• Dataset extract
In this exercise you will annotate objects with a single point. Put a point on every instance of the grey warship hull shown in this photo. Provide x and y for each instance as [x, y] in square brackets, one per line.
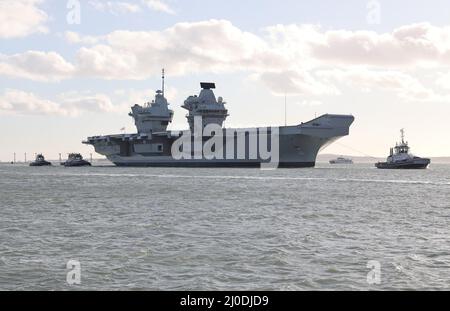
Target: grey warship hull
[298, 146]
* * *
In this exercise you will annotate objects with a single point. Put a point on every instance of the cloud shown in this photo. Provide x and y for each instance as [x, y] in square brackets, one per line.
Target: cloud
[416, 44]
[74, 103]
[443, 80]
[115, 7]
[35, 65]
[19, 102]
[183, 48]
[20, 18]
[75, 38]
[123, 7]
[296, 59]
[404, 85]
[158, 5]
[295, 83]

• What is needed
Find each line in the records that contains the word "shown". Copy those lines in full.

• Exercise result
In this exercise you will annotate objects with a single point. Put a point on every instance of the grey warship hull shown in this photo. Provide x and y for each instance as [x, y] in square brackets, one per line.
In this exercise you will annotate objects with a single point. Put a point on every instance of the cloud shown in this photo. Provide x and y for each instance as [x, y] in square brackets, one per line.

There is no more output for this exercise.